Provided information.
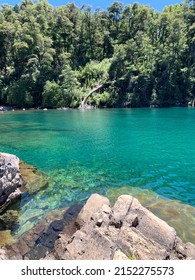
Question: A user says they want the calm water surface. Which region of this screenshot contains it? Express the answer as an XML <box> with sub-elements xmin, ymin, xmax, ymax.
<box><xmin>0</xmin><ymin>108</ymin><xmax>195</xmax><ymax>241</ymax></box>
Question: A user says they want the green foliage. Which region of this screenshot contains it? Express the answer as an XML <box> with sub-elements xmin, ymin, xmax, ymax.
<box><xmin>0</xmin><ymin>0</ymin><xmax>195</xmax><ymax>108</ymax></box>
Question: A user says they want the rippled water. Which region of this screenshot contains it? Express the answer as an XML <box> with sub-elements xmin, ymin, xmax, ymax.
<box><xmin>0</xmin><ymin>108</ymin><xmax>195</xmax><ymax>243</ymax></box>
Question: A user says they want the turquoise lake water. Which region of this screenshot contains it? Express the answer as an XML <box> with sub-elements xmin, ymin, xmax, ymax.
<box><xmin>0</xmin><ymin>108</ymin><xmax>195</xmax><ymax>240</ymax></box>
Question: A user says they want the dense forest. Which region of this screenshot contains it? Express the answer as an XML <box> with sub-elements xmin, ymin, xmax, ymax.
<box><xmin>0</xmin><ymin>0</ymin><xmax>195</xmax><ymax>108</ymax></box>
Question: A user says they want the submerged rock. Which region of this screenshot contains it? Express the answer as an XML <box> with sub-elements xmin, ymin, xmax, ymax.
<box><xmin>0</xmin><ymin>194</ymin><xmax>195</xmax><ymax>260</ymax></box>
<box><xmin>20</xmin><ymin>161</ymin><xmax>49</xmax><ymax>194</ymax></box>
<box><xmin>0</xmin><ymin>153</ymin><xmax>23</xmax><ymax>213</ymax></box>
<box><xmin>52</xmin><ymin>192</ymin><xmax>195</xmax><ymax>260</ymax></box>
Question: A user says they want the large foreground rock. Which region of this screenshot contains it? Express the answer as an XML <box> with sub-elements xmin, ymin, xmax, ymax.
<box><xmin>0</xmin><ymin>194</ymin><xmax>195</xmax><ymax>260</ymax></box>
<box><xmin>53</xmin><ymin>195</ymin><xmax>195</xmax><ymax>260</ymax></box>
<box><xmin>0</xmin><ymin>153</ymin><xmax>23</xmax><ymax>212</ymax></box>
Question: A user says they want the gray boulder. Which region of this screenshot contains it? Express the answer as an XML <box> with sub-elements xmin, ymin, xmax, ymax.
<box><xmin>53</xmin><ymin>194</ymin><xmax>195</xmax><ymax>260</ymax></box>
<box><xmin>0</xmin><ymin>153</ymin><xmax>23</xmax><ymax>212</ymax></box>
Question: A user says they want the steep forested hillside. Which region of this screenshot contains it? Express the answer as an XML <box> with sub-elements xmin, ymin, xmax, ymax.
<box><xmin>0</xmin><ymin>0</ymin><xmax>195</xmax><ymax>108</ymax></box>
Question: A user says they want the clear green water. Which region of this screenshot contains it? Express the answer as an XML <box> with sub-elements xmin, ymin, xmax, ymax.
<box><xmin>0</xmin><ymin>108</ymin><xmax>195</xmax><ymax>240</ymax></box>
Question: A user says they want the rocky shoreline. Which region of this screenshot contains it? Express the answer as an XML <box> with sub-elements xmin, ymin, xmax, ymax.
<box><xmin>0</xmin><ymin>153</ymin><xmax>195</xmax><ymax>260</ymax></box>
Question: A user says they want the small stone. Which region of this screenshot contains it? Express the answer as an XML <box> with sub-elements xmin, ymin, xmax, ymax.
<box><xmin>96</xmin><ymin>219</ymin><xmax>103</xmax><ymax>227</ymax></box>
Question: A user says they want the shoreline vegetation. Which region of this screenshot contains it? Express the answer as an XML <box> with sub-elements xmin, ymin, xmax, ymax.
<box><xmin>0</xmin><ymin>0</ymin><xmax>195</xmax><ymax>111</ymax></box>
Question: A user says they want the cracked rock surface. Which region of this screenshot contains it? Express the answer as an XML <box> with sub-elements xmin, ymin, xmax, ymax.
<box><xmin>0</xmin><ymin>194</ymin><xmax>195</xmax><ymax>260</ymax></box>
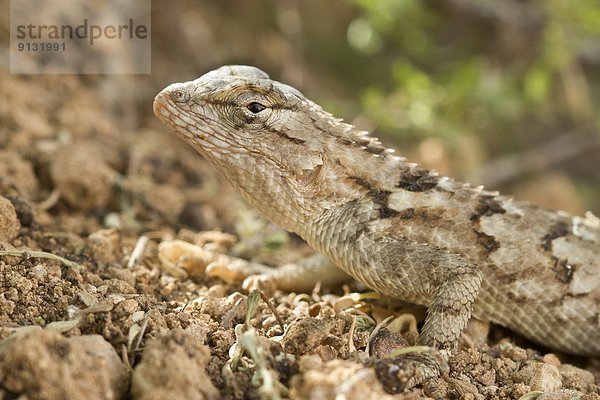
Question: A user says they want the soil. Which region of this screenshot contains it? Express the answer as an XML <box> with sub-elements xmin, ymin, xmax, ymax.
<box><xmin>0</xmin><ymin>1</ymin><xmax>600</xmax><ymax>400</ymax></box>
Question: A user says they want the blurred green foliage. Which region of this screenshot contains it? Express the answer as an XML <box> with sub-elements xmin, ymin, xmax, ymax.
<box><xmin>347</xmin><ymin>0</ymin><xmax>600</xmax><ymax>152</ymax></box>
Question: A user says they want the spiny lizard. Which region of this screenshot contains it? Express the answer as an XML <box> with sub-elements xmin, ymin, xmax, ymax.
<box><xmin>154</xmin><ymin>66</ymin><xmax>600</xmax><ymax>355</ymax></box>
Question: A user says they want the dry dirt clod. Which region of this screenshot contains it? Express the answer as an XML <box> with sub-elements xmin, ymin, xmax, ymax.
<box><xmin>50</xmin><ymin>144</ymin><xmax>115</xmax><ymax>211</ymax></box>
<box><xmin>0</xmin><ymin>330</ymin><xmax>129</xmax><ymax>400</ymax></box>
<box><xmin>0</xmin><ymin>196</ymin><xmax>21</xmax><ymax>242</ymax></box>
<box><xmin>515</xmin><ymin>362</ymin><xmax>562</xmax><ymax>392</ymax></box>
<box><xmin>84</xmin><ymin>229</ymin><xmax>121</xmax><ymax>264</ymax></box>
<box><xmin>131</xmin><ymin>329</ymin><xmax>219</xmax><ymax>400</ymax></box>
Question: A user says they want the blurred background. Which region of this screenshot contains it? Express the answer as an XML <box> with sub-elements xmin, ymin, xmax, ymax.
<box><xmin>0</xmin><ymin>0</ymin><xmax>600</xmax><ymax>233</ymax></box>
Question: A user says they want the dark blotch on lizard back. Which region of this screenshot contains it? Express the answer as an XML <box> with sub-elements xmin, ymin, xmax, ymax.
<box><xmin>552</xmin><ymin>258</ymin><xmax>575</xmax><ymax>283</ymax></box>
<box><xmin>542</xmin><ymin>221</ymin><xmax>571</xmax><ymax>251</ymax></box>
<box><xmin>398</xmin><ymin>168</ymin><xmax>439</xmax><ymax>192</ymax></box>
<box><xmin>475</xmin><ymin>230</ymin><xmax>500</xmax><ymax>253</ymax></box>
<box><xmin>368</xmin><ymin>189</ymin><xmax>399</xmax><ymax>219</ymax></box>
<box><xmin>471</xmin><ymin>195</ymin><xmax>506</xmax><ymax>222</ymax></box>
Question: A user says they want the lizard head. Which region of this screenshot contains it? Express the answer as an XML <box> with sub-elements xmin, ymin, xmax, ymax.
<box><xmin>154</xmin><ymin>66</ymin><xmax>396</xmax><ymax>228</ymax></box>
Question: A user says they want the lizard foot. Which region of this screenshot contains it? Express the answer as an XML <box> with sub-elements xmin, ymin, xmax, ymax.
<box><xmin>375</xmin><ymin>346</ymin><xmax>448</xmax><ymax>394</ymax></box>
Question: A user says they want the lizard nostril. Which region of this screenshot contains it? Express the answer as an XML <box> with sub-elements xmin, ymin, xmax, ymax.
<box><xmin>170</xmin><ymin>89</ymin><xmax>191</xmax><ymax>103</ymax></box>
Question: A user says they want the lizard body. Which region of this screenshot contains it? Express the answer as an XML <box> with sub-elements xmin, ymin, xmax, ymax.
<box><xmin>154</xmin><ymin>66</ymin><xmax>600</xmax><ymax>355</ymax></box>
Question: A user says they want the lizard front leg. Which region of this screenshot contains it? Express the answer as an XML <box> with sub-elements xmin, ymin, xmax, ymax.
<box><xmin>242</xmin><ymin>253</ymin><xmax>352</xmax><ymax>292</ymax></box>
<box><xmin>352</xmin><ymin>233</ymin><xmax>482</xmax><ymax>352</ymax></box>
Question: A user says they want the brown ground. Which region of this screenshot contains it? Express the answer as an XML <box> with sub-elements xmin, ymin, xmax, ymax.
<box><xmin>0</xmin><ymin>1</ymin><xmax>600</xmax><ymax>399</ymax></box>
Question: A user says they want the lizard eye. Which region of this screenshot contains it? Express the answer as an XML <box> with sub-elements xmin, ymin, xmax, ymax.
<box><xmin>171</xmin><ymin>89</ymin><xmax>191</xmax><ymax>103</ymax></box>
<box><xmin>246</xmin><ymin>101</ymin><xmax>267</xmax><ymax>114</ymax></box>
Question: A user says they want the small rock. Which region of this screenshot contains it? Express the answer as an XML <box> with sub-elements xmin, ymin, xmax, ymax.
<box><xmin>0</xmin><ymin>196</ymin><xmax>21</xmax><ymax>242</ymax></box>
<box><xmin>0</xmin><ymin>151</ymin><xmax>39</xmax><ymax>198</ymax></box>
<box><xmin>0</xmin><ymin>329</ymin><xmax>129</xmax><ymax>400</ymax></box>
<box><xmin>558</xmin><ymin>364</ymin><xmax>594</xmax><ymax>391</ymax></box>
<box><xmin>50</xmin><ymin>144</ymin><xmax>115</xmax><ymax>211</ymax></box>
<box><xmin>515</xmin><ymin>362</ymin><xmax>562</xmax><ymax>392</ymax></box>
<box><xmin>84</xmin><ymin>229</ymin><xmax>121</xmax><ymax>264</ymax></box>
<box><xmin>370</xmin><ymin>328</ymin><xmax>408</xmax><ymax>358</ymax></box>
<box><xmin>5</xmin><ymin>195</ymin><xmax>35</xmax><ymax>226</ymax></box>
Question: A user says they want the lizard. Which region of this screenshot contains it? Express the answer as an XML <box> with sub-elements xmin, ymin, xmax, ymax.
<box><xmin>153</xmin><ymin>65</ymin><xmax>600</xmax><ymax>372</ymax></box>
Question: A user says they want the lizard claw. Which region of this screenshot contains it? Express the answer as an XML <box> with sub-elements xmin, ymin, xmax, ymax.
<box><xmin>375</xmin><ymin>352</ymin><xmax>447</xmax><ymax>394</ymax></box>
<box><xmin>242</xmin><ymin>274</ymin><xmax>277</xmax><ymax>293</ymax></box>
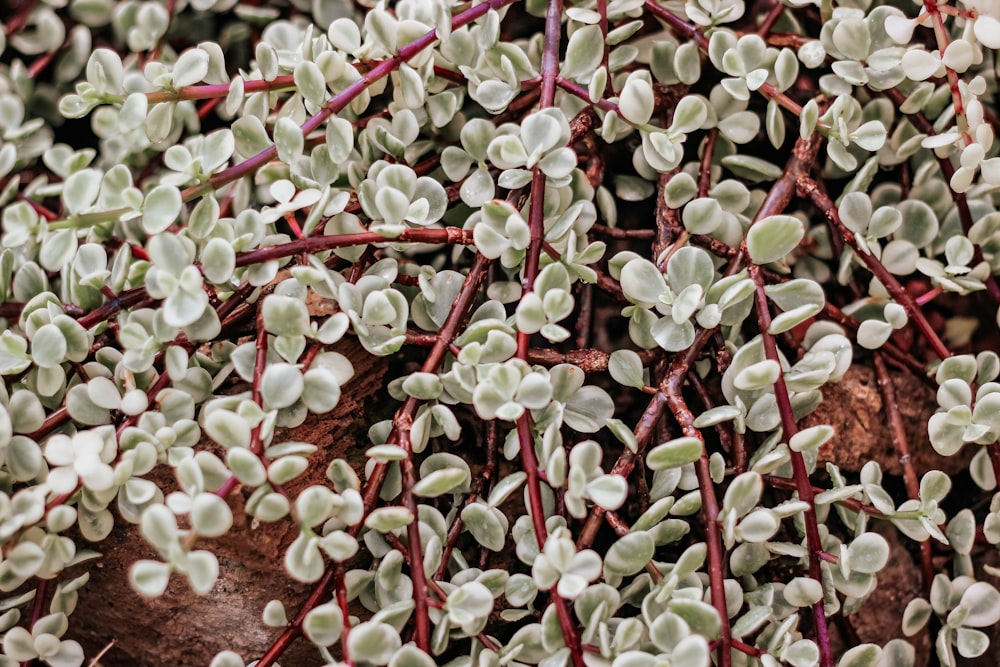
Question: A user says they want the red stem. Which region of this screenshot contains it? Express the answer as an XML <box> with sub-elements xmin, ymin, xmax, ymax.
<box><xmin>181</xmin><ymin>0</ymin><xmax>514</xmax><ymax>201</ymax></box>
<box><xmin>748</xmin><ymin>263</ymin><xmax>833</xmax><ymax>667</ymax></box>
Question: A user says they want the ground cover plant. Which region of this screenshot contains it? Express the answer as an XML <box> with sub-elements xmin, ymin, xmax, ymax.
<box><xmin>0</xmin><ymin>0</ymin><xmax>1000</xmax><ymax>667</ymax></box>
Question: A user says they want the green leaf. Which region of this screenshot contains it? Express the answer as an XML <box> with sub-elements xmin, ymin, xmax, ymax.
<box><xmin>142</xmin><ymin>185</ymin><xmax>182</xmax><ymax>234</ymax></box>
<box><xmin>837</xmin><ymin>644</ymin><xmax>884</xmax><ymax>667</ymax></box>
<box><xmin>302</xmin><ymin>602</ymin><xmax>344</xmax><ymax>646</ymax></box>
<box><xmin>618</xmin><ymin>71</ymin><xmax>654</xmax><ymax>125</ymax></box>
<box><xmin>365</xmin><ymin>506</ymin><xmax>413</xmax><ymax>533</ymax></box>
<box><xmin>608</xmin><ymin>350</ymin><xmax>645</xmax><ymax>389</ymax></box>
<box><xmin>31</xmin><ymin>324</ymin><xmax>67</xmax><ymax>368</ymax></box>
<box><xmin>604</xmin><ymin>531</ymin><xmax>656</xmax><ymax>576</ymax></box>
<box><xmin>187</xmin><ymin>550</ymin><xmax>219</xmax><ymax>595</ymax></box>
<box><xmin>191</xmin><ymin>493</ymin><xmax>233</xmax><ymax>537</ymax></box>
<box><xmin>347</xmin><ymin>621</ymin><xmax>403</xmax><ymax>665</ymax></box>
<box><xmin>903</xmin><ymin>598</ymin><xmax>934</xmax><ymax>637</ymax></box>
<box><xmin>285</xmin><ymin>533</ymin><xmax>324</xmax><ymax>583</ymax></box>
<box><xmin>462</xmin><ymin>503</ymin><xmax>507</xmax><ymax>551</ymax></box>
<box><xmin>847</xmin><ymin>533</ymin><xmax>889</xmax><ymax>574</ymax></box>
<box><xmin>559</xmin><ymin>25</ymin><xmax>604</xmax><ymax>82</ymax></box>
<box><xmin>174</xmin><ymin>49</ymin><xmax>208</xmax><ymax>88</ymax></box>
<box><xmin>564</xmin><ymin>385</ymin><xmax>615</xmax><ymax>433</ymax></box>
<box><xmin>747</xmin><ymin>215</ymin><xmax>805</xmax><ymax>264</ymax></box>
<box><xmin>293</xmin><ymin>60</ymin><xmax>327</xmax><ymax>106</ymax></box>
<box><xmin>260</xmin><ymin>363</ymin><xmax>305</xmax><ymax>409</ymax></box>
<box><xmin>274</xmin><ymin>116</ymin><xmax>305</xmax><ymax>164</ymax></box>
<box><xmin>959</xmin><ymin>581</ymin><xmax>1000</xmax><ymax>628</ymax></box>
<box><xmin>413</xmin><ymin>468</ymin><xmax>469</xmax><ymax>498</ymax></box>
<box><xmin>784</xmin><ymin>577</ymin><xmax>823</xmax><ymax>607</ymax></box>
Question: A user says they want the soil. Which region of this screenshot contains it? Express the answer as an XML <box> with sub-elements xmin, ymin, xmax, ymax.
<box><xmin>801</xmin><ymin>364</ymin><xmax>974</xmax><ymax>476</ymax></box>
<box><xmin>71</xmin><ymin>344</ymin><xmax>387</xmax><ymax>667</ymax></box>
<box><xmin>66</xmin><ymin>352</ymin><xmax>987</xmax><ymax>667</ymax></box>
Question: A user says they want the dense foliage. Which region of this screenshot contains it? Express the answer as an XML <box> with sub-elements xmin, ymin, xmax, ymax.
<box><xmin>0</xmin><ymin>0</ymin><xmax>1000</xmax><ymax>667</ymax></box>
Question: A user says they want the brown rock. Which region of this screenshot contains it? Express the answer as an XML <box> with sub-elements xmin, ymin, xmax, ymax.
<box><xmin>802</xmin><ymin>364</ymin><xmax>974</xmax><ymax>476</ymax></box>
<box><xmin>67</xmin><ymin>343</ymin><xmax>386</xmax><ymax>667</ymax></box>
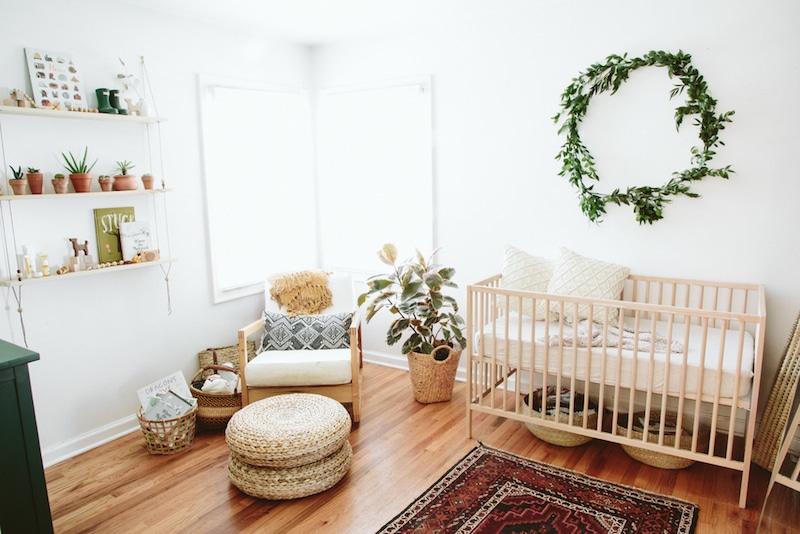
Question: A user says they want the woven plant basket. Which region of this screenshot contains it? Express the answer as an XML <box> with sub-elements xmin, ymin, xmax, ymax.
<box><xmin>753</xmin><ymin>315</ymin><xmax>800</xmax><ymax>471</ymax></box>
<box><xmin>197</xmin><ymin>341</ymin><xmax>256</xmax><ymax>380</ymax></box>
<box><xmin>408</xmin><ymin>347</ymin><xmax>461</xmax><ymax>404</ymax></box>
<box><xmin>136</xmin><ymin>406</ymin><xmax>197</xmax><ymax>454</ymax></box>
<box><xmin>617</xmin><ymin>411</ymin><xmax>709</xmax><ymax>469</ymax></box>
<box><xmin>189</xmin><ymin>365</ymin><xmax>242</xmax><ymax>430</ymax></box>
<box><xmin>522</xmin><ymin>386</ymin><xmax>597</xmax><ymax>447</ymax></box>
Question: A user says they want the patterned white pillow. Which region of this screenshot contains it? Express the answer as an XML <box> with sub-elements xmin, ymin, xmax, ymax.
<box><xmin>547</xmin><ymin>247</ymin><xmax>631</xmax><ymax>324</ymax></box>
<box><xmin>499</xmin><ymin>245</ymin><xmax>553</xmax><ymax>318</ymax></box>
<box><xmin>259</xmin><ymin>311</ymin><xmax>353</xmax><ymax>352</ymax></box>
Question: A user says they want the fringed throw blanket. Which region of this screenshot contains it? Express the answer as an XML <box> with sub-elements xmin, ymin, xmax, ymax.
<box><xmin>539</xmin><ymin>319</ymin><xmax>683</xmax><ymax>354</ymax></box>
<box><xmin>269</xmin><ymin>271</ymin><xmax>332</xmax><ymax>317</ymax></box>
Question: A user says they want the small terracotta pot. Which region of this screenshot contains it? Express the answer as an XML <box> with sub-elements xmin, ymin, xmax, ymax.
<box><xmin>8</xmin><ymin>178</ymin><xmax>28</xmax><ymax>195</ymax></box>
<box><xmin>69</xmin><ymin>172</ymin><xmax>92</xmax><ymax>193</ymax></box>
<box><xmin>50</xmin><ymin>178</ymin><xmax>69</xmax><ymax>195</ymax></box>
<box><xmin>97</xmin><ymin>176</ymin><xmax>114</xmax><ymax>191</ymax></box>
<box><xmin>25</xmin><ymin>172</ymin><xmax>44</xmax><ymax>195</ymax></box>
<box><xmin>114</xmin><ymin>174</ymin><xmax>139</xmax><ymax>191</ymax></box>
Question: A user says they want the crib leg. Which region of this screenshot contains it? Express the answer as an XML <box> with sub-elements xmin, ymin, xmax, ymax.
<box><xmin>739</xmin><ymin>472</ymin><xmax>750</xmax><ymax>508</ymax></box>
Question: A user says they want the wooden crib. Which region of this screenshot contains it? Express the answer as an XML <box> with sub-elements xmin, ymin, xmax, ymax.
<box><xmin>466</xmin><ymin>275</ymin><xmax>766</xmax><ymax>508</ymax></box>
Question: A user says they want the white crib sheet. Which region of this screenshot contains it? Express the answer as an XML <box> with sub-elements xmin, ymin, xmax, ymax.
<box><xmin>474</xmin><ymin>312</ymin><xmax>755</xmax><ymax>398</ymax></box>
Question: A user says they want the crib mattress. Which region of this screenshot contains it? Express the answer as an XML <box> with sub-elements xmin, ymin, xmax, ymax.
<box><xmin>473</xmin><ymin>312</ymin><xmax>755</xmax><ymax>398</ymax></box>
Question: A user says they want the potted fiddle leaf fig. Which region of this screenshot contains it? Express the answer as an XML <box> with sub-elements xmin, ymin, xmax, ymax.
<box><xmin>358</xmin><ymin>243</ymin><xmax>466</xmax><ymax>403</ymax></box>
<box><xmin>114</xmin><ymin>160</ymin><xmax>139</xmax><ymax>191</ymax></box>
<box><xmin>61</xmin><ymin>147</ymin><xmax>97</xmax><ymax>193</ymax></box>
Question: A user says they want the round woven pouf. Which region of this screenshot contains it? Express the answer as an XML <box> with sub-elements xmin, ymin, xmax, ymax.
<box><xmin>228</xmin><ymin>442</ymin><xmax>353</xmax><ymax>501</ymax></box>
<box><xmin>225</xmin><ymin>393</ymin><xmax>353</xmax><ymax>500</ymax></box>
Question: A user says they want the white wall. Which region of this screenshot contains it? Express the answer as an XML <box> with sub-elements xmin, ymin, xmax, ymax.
<box><xmin>0</xmin><ymin>1</ymin><xmax>309</xmax><ymax>462</ymax></box>
<box><xmin>0</xmin><ymin>0</ymin><xmax>800</xmax><ymax>461</ymax></box>
<box><xmin>313</xmin><ymin>0</ymin><xmax>800</xmax><ymax>414</ymax></box>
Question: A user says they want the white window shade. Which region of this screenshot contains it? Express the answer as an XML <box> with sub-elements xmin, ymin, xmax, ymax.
<box><xmin>200</xmin><ymin>77</ymin><xmax>317</xmax><ymax>302</ymax></box>
<box><xmin>317</xmin><ymin>76</ymin><xmax>434</xmax><ymax>271</ymax></box>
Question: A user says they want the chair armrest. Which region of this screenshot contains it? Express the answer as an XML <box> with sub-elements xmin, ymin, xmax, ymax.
<box><xmin>238</xmin><ymin>317</ymin><xmax>264</xmax><ymax>406</ymax></box>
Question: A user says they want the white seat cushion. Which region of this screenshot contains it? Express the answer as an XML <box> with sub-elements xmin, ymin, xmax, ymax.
<box><xmin>244</xmin><ymin>348</ymin><xmax>352</xmax><ymax>387</ymax></box>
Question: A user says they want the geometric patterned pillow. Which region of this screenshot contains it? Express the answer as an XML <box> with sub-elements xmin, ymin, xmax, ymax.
<box><xmin>499</xmin><ymin>245</ymin><xmax>553</xmax><ymax>319</ymax></box>
<box><xmin>259</xmin><ymin>311</ymin><xmax>353</xmax><ymax>352</ymax></box>
<box><xmin>547</xmin><ymin>248</ymin><xmax>631</xmax><ymax>324</ymax></box>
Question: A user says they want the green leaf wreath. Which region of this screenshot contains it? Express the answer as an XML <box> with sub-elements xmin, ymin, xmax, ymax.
<box><xmin>553</xmin><ymin>51</ymin><xmax>734</xmax><ymax>224</ymax></box>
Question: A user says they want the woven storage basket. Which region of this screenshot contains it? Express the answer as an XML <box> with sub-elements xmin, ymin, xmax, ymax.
<box><xmin>408</xmin><ymin>347</ymin><xmax>461</xmax><ymax>404</ymax></box>
<box><xmin>136</xmin><ymin>406</ymin><xmax>197</xmax><ymax>454</ymax></box>
<box><xmin>617</xmin><ymin>411</ymin><xmax>709</xmax><ymax>469</ymax></box>
<box><xmin>522</xmin><ymin>386</ymin><xmax>597</xmax><ymax>447</ymax></box>
<box><xmin>197</xmin><ymin>341</ymin><xmax>256</xmax><ymax>380</ymax></box>
<box><xmin>753</xmin><ymin>315</ymin><xmax>800</xmax><ymax>471</ymax></box>
<box><xmin>189</xmin><ymin>365</ymin><xmax>242</xmax><ymax>430</ymax></box>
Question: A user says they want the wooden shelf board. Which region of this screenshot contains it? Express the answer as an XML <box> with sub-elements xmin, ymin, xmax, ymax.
<box><xmin>0</xmin><ymin>106</ymin><xmax>167</xmax><ymax>124</ymax></box>
<box><xmin>0</xmin><ymin>188</ymin><xmax>172</xmax><ymax>201</ymax></box>
<box><xmin>0</xmin><ymin>258</ymin><xmax>178</xmax><ymax>287</ymax></box>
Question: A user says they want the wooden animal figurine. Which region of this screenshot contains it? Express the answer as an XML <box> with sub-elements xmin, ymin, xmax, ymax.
<box><xmin>69</xmin><ymin>237</ymin><xmax>94</xmax><ymax>272</ymax></box>
<box><xmin>11</xmin><ymin>89</ymin><xmax>30</xmax><ymax>108</ymax></box>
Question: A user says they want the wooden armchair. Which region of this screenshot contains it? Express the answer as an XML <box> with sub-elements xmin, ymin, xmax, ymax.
<box><xmin>238</xmin><ymin>273</ymin><xmax>362</xmax><ymax>423</ymax></box>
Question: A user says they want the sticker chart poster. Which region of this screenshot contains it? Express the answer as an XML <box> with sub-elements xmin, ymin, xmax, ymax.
<box><xmin>25</xmin><ymin>48</ymin><xmax>89</xmax><ymax>110</ymax></box>
<box><xmin>94</xmin><ymin>206</ymin><xmax>136</xmax><ymax>263</ymax></box>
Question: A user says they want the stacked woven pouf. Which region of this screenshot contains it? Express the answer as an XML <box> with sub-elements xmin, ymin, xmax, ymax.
<box><xmin>225</xmin><ymin>393</ymin><xmax>353</xmax><ymax>500</ymax></box>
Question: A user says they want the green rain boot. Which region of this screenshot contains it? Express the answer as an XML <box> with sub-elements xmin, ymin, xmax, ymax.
<box><xmin>94</xmin><ymin>87</ymin><xmax>117</xmax><ymax>114</ymax></box>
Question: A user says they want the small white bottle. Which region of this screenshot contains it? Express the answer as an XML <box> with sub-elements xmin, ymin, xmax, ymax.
<box><xmin>22</xmin><ymin>245</ymin><xmax>36</xmax><ymax>278</ymax></box>
<box><xmin>39</xmin><ymin>254</ymin><xmax>50</xmax><ymax>276</ymax></box>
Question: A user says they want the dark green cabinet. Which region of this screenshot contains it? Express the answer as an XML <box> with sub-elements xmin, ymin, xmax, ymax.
<box><xmin>0</xmin><ymin>340</ymin><xmax>53</xmax><ymax>534</ymax></box>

Goal. Please render the data from the line containing "Question: A user says they want the dark green" through the end of the data as a JSON list of strings, one string per line, omitting blank lines.

Expected answer.
[
  "Question: A user says they want the dark green cabinet. Which region of this screenshot contains it? Express the answer as an XML <box> with sub-elements xmin, ymin, xmax, ymax.",
  "<box><xmin>0</xmin><ymin>340</ymin><xmax>53</xmax><ymax>534</ymax></box>"
]